### Task description
Would you transcribe the line containing "Look at the image and identify where the collar" and every line after it, through the end of the records below, exactly and with nothing else?
Input section start
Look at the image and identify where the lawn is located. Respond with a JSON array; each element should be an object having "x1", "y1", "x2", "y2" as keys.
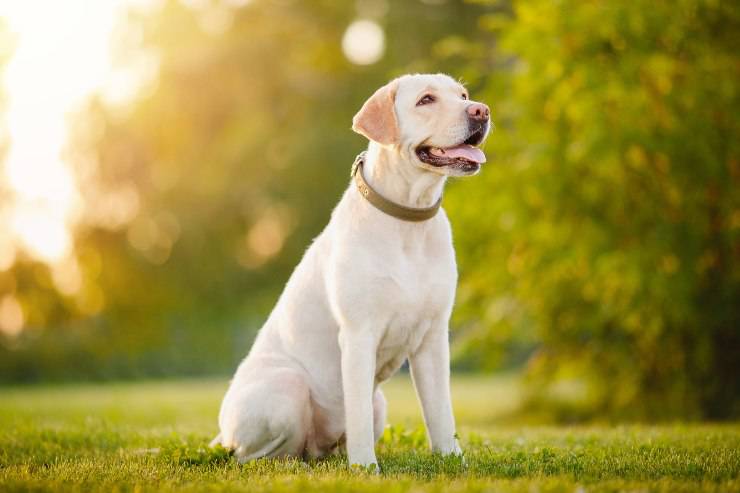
[{"x1": 1, "y1": 374, "x2": 738, "y2": 492}]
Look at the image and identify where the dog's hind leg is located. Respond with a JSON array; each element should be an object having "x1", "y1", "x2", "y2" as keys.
[
  {"x1": 234, "y1": 434, "x2": 292, "y2": 463},
  {"x1": 215, "y1": 368, "x2": 312, "y2": 462}
]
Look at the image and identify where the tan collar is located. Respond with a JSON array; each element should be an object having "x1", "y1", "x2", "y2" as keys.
[{"x1": 351, "y1": 151, "x2": 441, "y2": 222}]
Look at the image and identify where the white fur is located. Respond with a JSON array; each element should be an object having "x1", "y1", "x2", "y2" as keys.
[{"x1": 213, "y1": 74, "x2": 489, "y2": 468}]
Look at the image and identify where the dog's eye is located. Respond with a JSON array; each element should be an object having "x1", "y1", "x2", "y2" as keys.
[
  {"x1": 461, "y1": 93, "x2": 468, "y2": 100},
  {"x1": 416, "y1": 94, "x2": 435, "y2": 106}
]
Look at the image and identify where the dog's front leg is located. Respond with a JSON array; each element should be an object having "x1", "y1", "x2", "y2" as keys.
[
  {"x1": 339, "y1": 330, "x2": 378, "y2": 468},
  {"x1": 409, "y1": 324, "x2": 462, "y2": 455}
]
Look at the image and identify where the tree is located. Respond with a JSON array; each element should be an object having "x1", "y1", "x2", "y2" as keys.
[{"x1": 449, "y1": 0, "x2": 740, "y2": 419}]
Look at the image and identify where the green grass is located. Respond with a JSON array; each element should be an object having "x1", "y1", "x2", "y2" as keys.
[{"x1": 1, "y1": 374, "x2": 738, "y2": 492}]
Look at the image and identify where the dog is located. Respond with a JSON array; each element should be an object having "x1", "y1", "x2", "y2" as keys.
[{"x1": 211, "y1": 73, "x2": 491, "y2": 468}]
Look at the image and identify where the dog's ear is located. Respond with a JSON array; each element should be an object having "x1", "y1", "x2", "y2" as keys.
[{"x1": 352, "y1": 79, "x2": 400, "y2": 145}]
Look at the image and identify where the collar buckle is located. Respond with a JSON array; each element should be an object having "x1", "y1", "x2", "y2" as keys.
[{"x1": 350, "y1": 151, "x2": 366, "y2": 178}]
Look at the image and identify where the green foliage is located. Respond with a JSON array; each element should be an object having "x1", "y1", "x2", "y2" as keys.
[
  {"x1": 449, "y1": 0, "x2": 740, "y2": 419},
  {"x1": 1, "y1": 379, "x2": 739, "y2": 492}
]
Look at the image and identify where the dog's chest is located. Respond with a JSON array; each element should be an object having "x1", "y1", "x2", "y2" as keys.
Input section end
### Answer for this exercise
Look at the image and identify where the collar buckle is located. Respond with a JSON array; each element should be an object having "x1", "y1", "x2", "y2" as keys.
[{"x1": 350, "y1": 151, "x2": 366, "y2": 178}]
Look at the image and identify where the green foliage is located. Respond with a JSON array; each element should be an object having "x1", "y1", "x2", "y2" as keys.
[
  {"x1": 449, "y1": 0, "x2": 740, "y2": 419},
  {"x1": 1, "y1": 379, "x2": 739, "y2": 492}
]
Look at the image and identify where the dog's chest is located. Respond with a JSON array; each element should be an object having "x1", "y1", "x2", "y2" as keys.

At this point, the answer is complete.